* **Do this**: An exact reproduction of the records is required, with all images left out.

+++++

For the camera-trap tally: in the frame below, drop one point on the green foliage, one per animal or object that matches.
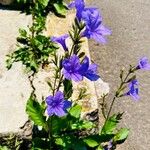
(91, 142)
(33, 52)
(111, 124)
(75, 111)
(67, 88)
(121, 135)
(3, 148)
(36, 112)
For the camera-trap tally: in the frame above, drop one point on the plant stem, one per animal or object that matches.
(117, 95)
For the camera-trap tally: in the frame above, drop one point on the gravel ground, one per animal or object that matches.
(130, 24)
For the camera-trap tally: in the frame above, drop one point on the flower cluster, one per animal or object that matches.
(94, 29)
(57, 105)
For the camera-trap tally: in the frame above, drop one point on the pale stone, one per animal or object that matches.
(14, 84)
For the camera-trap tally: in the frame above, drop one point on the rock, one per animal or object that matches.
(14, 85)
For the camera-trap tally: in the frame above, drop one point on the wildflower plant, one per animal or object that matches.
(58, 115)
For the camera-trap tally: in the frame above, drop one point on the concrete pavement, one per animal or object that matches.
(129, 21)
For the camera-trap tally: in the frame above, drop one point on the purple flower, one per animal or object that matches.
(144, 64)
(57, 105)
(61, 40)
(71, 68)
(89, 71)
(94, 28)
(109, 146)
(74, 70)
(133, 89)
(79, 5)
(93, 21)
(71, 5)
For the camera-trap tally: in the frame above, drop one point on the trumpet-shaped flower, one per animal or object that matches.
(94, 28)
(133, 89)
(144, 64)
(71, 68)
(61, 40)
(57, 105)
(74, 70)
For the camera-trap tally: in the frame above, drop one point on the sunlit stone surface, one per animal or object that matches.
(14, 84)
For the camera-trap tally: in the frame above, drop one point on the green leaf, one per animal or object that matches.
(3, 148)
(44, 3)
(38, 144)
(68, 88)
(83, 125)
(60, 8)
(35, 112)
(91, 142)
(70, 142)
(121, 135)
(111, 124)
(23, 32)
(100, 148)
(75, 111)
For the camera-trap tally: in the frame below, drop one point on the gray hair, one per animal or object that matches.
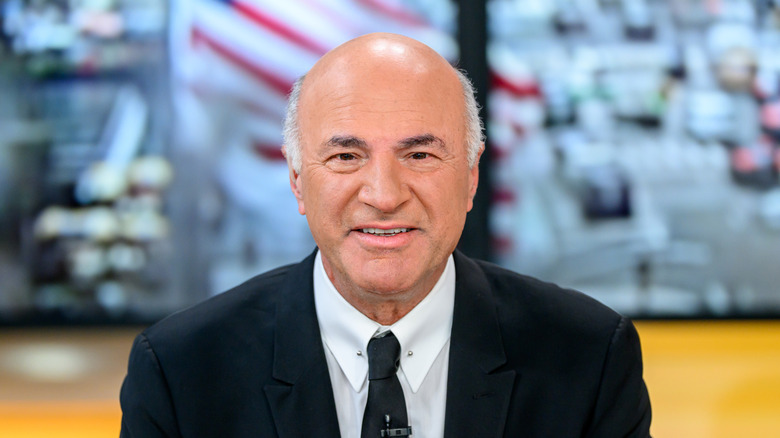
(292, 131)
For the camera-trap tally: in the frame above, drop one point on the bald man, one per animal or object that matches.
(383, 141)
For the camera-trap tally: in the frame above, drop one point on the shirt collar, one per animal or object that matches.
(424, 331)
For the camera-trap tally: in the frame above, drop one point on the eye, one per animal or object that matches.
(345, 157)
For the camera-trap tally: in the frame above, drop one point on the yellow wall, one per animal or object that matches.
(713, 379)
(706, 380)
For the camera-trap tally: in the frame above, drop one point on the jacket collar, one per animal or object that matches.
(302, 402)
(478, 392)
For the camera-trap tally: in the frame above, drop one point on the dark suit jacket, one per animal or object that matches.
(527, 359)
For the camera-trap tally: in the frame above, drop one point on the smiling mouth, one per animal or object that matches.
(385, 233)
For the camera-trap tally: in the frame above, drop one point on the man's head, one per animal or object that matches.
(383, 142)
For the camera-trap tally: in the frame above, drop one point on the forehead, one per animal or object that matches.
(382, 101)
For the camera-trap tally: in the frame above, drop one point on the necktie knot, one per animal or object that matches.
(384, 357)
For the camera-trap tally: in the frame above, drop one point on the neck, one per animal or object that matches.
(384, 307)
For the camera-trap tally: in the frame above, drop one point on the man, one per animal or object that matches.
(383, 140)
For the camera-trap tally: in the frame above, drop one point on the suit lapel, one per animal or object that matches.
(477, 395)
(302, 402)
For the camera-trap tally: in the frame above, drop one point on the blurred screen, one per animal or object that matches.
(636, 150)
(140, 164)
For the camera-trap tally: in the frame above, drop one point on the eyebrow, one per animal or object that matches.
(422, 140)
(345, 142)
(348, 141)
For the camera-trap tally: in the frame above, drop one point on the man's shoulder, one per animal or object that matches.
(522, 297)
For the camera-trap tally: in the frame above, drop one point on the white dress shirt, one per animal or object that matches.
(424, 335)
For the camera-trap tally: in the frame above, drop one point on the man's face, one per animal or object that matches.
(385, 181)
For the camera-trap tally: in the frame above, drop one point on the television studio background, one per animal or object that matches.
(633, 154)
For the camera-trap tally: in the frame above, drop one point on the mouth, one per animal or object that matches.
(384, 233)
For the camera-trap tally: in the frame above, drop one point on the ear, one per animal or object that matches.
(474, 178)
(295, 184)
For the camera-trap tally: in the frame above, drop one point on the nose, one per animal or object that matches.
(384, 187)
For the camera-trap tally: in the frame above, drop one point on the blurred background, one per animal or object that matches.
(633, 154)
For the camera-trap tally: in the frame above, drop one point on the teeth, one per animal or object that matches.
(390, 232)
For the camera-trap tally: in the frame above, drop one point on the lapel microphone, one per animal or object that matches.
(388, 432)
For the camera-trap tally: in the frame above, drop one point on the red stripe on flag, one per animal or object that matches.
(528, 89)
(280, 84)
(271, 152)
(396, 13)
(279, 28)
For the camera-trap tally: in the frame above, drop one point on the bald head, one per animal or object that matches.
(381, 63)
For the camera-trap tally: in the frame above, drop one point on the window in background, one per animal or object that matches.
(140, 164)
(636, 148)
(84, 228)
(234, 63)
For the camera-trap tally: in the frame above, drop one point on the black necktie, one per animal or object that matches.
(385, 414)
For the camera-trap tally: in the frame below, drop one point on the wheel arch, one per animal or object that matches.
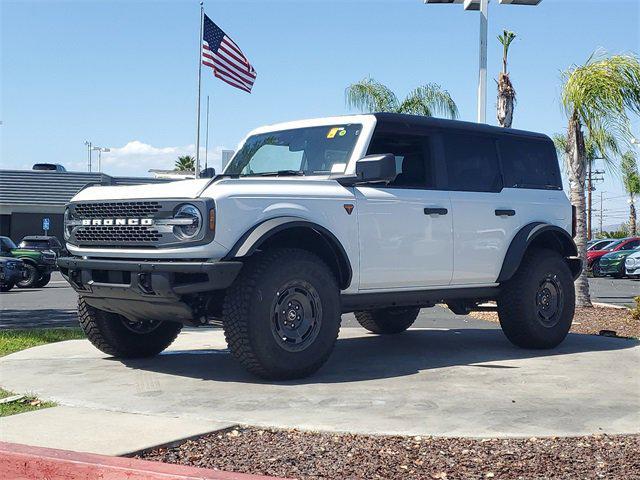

+++++

* **Exercise response**:
For the camera-trap tally: in the frame below, drop one point on the green foliage, one per animal or object that matches.
(91, 142)
(33, 52)
(111, 124)
(75, 111)
(67, 88)
(121, 135)
(3, 148)
(36, 112)
For the camera-trap tally: in the frame above, drop one point on the plant stem, one per animal or object that matches.
(117, 95)
For the camera-trap tally: in the frame above, drop one point on the gravel ground, one per animal or object that matches.
(130, 24)
For the camera-trap tally: in the frame above, drop one point on the flower cluster, one per animal or object that matches.
(94, 29)
(57, 105)
For the camera-trap tally: in the frame above, drop one point on the pale stone, one per animal or object that matches.
(14, 84)
For the camera-trap tally: in the frame above, drop one point on the rock, one per animal or object that matches.
(14, 85)
For the camera-trap tally: in the frame above, drop one point on the wildflower plant, one per animal or object that matches.
(58, 115)
For the camera-trap tally: in the frame above, drop one point on the concrete pavement, one per animal or object that matches.
(129, 21)
For the camera-trap tally: in the frame above, drop one point on the purple flower, one per animal or object that matches.
(144, 64)
(57, 105)
(61, 40)
(71, 68)
(89, 71)
(94, 28)
(109, 146)
(74, 70)
(133, 89)
(79, 5)
(93, 21)
(71, 5)
For the camera-trap tally: in the frame above, drop one point on the trumpet-shaped flower, one per animal or object that matches.
(94, 28)
(133, 89)
(144, 64)
(71, 68)
(61, 40)
(57, 105)
(74, 70)
For the camera-trap tally: in the frame above, drop one point on the sunlit stone surface, one per animal or object that matches.
(14, 84)
For the camera-trap tally: in the frame above, drop one point on the green leaf, one per animal or object that matches.
(3, 148)
(44, 3)
(38, 144)
(68, 88)
(83, 125)
(60, 8)
(35, 112)
(91, 142)
(70, 142)
(121, 135)
(111, 124)
(23, 32)
(100, 148)
(75, 111)
For the camera-trap tally: in the frame below, drop one point on the gray hair, one per animal or object that matches.
(292, 131)
For the camera-trap tally: in the frame above, drop one point on the bald man, one per animal or object that matches.
(383, 141)
For the camera-trap tally: in the frame above, drop one point on the shirt collar, one per animal or object that matches.
(424, 331)
For the camera-trap tally: in the frame above, drop one point on the eye, one per animal or object that matches.
(345, 157)
For the camera-trap tally: in the frame above, drop one point on the yellow wall, one per animal or object that matches.
(713, 379)
(706, 380)
For the camera-trap tally: in the frame above, drop one point on the jacket collar, one per animal or object that matches.
(302, 402)
(478, 392)
For the camera-trap tally: in the frame above, drop one point on the dark suit jacket, one per animal or object that matches.
(527, 359)
For the camera-trap tally: in the frame above, drop one point on the smiling mouth, one per animal or object that matches.
(385, 233)
For the camera-trap tally: in the frame above, drop one point on the man's head, one per animal or object that matches.
(383, 142)
For the camera-trap tally: in the frame above, drop one point on the forehead, one per animal or object that matches.
(382, 101)
For the camera-trap tally: in the frame above, drop one point on the necktie knot, one per animal or object that matches.
(384, 357)
For the camera-trap tally: in the frame above, drop one point on the neck, one per animal or object that matches.
(384, 307)
For the camera-trap tally: in the frame above, drop one point on the man, one per animal or object that matches.
(383, 140)
For the camera-trap tally: in the frame above, drop one point on the suit lapel, one per animal or object that matches.
(477, 395)
(302, 402)
For the camera-trap tally: in the frame above, drop one point on the blurred screen, one per animal or object that matches.
(636, 150)
(140, 164)
For the camera-trap tally: in the frame above, drop one point on the eyebrow, one per animal or object that matches.
(422, 140)
(345, 142)
(348, 141)
For the camera-trap tally: in the frame above, drop one point on the man's shoulder, one per animal or object that matches.
(522, 297)
For the camera-trap tally: in the frame above, drop one point on the white dress shirt, one per animal or object that matches.
(424, 335)
For the camera-trap tally: in the frame above, drop one point on the man's face, one per animal or object that matches.
(385, 181)
For the camera-trap tally: in the frame above, drop one point on the television studio background, one per animal or object that matches.
(633, 154)
For the camera-trap tally: in the frame above, drop one point on the mouth, one per animal or object that matches.
(384, 233)
For the camera-trap tally: in the frame above, drop one point on the ear, one per animal or object that matches.
(474, 178)
(295, 184)
For the camera-trap tally: in the frame above, drop one point on the nose, one per animal or object that matches.
(384, 187)
For the camera-trap tally: in the frame above, drop one point on the blurred background, one per animal or object that matches.
(633, 154)
For the camera-trap tally: in the frame above, drop one point on the teeth, one per animal or object that matches.
(390, 232)
For the camera-trap tally: in the frame above, drop one point on the lapel microphone, one per animal or object that matches.
(388, 432)
For the camera-trap tally: in the frame above, drop one point on the red stripe on flag, one per animal or object that matches.
(528, 89)
(280, 84)
(271, 152)
(396, 13)
(279, 28)
For the camera-trap tally: in the frame above, drop one point on the bald head, one per animal or object that matches.
(381, 63)
For the camera-trap tally: in the frame above, drop one point on the window in background, one per animal or object that matches.
(140, 164)
(636, 148)
(84, 228)
(234, 63)
For the camera-trap tally: in the frame above, drop one point on the black necktie, one per animal or object that matches.
(385, 414)
For the camera-trap tally: in the frame below, drop one point on the wheel arch, one per animal or object that matches.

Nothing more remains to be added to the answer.